- _WORK INSTRUCTIONS_:
Pick out every line in the entries below that contains the word "road". Case counts, so uppercase and lowercase letters must match.

- _AVAILABLE DATA_:
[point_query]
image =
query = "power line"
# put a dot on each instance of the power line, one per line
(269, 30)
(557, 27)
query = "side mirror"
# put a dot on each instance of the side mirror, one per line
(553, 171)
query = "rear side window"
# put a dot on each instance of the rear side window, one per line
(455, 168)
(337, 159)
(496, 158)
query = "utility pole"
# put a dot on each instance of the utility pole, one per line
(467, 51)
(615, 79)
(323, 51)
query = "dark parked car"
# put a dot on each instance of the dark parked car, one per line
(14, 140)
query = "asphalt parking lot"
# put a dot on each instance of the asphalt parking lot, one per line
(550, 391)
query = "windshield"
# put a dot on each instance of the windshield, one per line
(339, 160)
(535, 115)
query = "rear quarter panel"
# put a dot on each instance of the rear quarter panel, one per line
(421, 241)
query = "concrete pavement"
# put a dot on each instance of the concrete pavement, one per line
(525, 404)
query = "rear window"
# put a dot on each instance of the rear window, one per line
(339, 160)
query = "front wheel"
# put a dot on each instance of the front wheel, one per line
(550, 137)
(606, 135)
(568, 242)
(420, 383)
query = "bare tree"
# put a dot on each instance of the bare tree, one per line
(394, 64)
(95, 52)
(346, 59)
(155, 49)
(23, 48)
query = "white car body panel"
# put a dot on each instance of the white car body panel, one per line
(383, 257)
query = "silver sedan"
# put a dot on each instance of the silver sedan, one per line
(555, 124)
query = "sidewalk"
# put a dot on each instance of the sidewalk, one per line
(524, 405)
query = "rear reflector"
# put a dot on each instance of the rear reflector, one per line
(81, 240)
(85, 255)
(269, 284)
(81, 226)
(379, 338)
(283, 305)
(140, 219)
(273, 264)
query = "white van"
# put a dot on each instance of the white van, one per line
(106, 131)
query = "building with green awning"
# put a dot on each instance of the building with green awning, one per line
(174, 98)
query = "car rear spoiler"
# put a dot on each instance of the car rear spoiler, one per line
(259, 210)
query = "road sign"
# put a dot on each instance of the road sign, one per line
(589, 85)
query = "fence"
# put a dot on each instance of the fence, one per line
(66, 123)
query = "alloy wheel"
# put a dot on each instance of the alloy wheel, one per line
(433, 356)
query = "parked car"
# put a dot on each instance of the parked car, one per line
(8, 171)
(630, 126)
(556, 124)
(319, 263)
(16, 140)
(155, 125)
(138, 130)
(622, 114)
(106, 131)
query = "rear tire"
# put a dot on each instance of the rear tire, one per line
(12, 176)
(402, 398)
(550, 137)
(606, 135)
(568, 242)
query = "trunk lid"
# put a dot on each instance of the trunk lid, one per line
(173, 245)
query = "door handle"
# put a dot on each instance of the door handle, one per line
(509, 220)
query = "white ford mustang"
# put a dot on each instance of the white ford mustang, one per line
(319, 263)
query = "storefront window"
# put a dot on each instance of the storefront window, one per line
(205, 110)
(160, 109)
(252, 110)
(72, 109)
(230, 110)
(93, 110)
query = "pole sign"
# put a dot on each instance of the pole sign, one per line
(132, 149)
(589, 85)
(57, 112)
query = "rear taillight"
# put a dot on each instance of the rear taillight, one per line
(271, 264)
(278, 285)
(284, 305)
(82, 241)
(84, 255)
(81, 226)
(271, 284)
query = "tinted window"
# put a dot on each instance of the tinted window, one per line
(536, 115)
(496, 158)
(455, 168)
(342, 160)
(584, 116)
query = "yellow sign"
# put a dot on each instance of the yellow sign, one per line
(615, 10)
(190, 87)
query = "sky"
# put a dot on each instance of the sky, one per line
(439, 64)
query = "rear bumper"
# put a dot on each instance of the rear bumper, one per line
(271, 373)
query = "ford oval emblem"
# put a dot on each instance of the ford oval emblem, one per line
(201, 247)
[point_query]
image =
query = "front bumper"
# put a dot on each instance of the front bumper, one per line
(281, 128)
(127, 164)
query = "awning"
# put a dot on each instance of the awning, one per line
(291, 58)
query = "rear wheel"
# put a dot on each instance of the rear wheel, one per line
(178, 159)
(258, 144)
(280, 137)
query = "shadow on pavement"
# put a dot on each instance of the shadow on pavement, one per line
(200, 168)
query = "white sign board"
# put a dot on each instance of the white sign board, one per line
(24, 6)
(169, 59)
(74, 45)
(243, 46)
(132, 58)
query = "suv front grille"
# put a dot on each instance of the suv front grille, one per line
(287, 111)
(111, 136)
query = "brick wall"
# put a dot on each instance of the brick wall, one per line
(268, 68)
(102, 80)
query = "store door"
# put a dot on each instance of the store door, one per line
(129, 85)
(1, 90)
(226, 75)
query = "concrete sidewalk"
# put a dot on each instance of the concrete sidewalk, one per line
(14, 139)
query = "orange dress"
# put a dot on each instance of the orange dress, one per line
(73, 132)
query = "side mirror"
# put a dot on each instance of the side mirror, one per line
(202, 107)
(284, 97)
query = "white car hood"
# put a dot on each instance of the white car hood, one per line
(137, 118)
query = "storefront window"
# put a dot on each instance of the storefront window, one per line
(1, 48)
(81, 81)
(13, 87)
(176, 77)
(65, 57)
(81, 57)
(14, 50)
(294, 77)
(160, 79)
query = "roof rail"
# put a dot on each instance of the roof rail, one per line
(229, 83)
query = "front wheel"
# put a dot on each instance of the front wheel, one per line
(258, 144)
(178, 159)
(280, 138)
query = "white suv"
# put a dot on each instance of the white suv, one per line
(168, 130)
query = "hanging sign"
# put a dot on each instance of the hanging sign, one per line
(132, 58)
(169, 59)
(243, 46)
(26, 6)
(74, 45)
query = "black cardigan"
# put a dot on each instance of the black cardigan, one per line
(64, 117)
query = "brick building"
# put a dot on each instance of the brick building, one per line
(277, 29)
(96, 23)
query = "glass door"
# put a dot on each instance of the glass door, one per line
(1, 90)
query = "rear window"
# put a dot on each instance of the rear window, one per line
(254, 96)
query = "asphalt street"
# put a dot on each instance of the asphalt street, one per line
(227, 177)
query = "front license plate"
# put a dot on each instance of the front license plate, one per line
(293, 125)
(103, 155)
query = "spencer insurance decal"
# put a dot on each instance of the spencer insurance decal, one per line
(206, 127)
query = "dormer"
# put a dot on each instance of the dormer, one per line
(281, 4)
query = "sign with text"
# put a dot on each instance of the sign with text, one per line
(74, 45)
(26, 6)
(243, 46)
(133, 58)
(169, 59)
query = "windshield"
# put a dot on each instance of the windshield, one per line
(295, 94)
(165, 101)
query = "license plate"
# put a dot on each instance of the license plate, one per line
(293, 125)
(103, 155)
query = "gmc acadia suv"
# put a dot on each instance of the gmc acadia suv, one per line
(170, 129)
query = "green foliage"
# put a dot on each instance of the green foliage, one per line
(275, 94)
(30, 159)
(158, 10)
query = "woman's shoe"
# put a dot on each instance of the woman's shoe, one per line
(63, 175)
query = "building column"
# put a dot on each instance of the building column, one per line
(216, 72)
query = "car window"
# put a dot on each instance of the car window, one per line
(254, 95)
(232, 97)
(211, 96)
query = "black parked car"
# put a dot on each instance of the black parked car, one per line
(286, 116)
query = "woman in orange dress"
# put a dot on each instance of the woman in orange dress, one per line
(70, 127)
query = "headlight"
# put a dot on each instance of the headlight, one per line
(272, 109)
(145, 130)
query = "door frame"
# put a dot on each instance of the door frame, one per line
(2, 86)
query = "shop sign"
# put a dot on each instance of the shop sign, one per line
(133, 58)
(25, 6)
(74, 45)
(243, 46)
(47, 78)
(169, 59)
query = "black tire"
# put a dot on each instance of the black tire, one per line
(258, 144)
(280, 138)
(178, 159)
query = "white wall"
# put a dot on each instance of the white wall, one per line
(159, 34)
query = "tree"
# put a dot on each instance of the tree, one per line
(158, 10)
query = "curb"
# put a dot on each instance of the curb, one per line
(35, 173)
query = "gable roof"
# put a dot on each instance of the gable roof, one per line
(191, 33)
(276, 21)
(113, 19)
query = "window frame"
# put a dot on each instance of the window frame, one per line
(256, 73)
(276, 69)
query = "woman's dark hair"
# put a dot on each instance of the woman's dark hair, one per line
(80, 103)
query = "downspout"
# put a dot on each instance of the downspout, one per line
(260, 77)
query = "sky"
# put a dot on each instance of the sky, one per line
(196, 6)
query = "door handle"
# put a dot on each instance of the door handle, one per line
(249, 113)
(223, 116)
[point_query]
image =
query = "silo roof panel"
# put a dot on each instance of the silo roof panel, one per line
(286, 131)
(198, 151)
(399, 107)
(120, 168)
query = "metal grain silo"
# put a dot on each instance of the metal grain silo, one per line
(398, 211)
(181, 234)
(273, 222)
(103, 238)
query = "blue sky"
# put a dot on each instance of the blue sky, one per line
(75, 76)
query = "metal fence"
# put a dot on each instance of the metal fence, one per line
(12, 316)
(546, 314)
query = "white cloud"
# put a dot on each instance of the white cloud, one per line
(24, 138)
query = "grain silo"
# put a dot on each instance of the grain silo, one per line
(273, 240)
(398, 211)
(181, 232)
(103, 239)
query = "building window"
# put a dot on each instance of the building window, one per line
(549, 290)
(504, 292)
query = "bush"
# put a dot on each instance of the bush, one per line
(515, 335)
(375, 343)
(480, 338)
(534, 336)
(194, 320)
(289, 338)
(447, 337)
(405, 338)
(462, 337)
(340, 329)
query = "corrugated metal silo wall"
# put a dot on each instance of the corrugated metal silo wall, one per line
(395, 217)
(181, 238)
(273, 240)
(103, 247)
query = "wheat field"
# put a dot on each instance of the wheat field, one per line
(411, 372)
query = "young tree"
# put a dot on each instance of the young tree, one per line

- _WRITTEN SOLUTION_:
query = "road sign"
# put a dot on each instance of the road sign, one per line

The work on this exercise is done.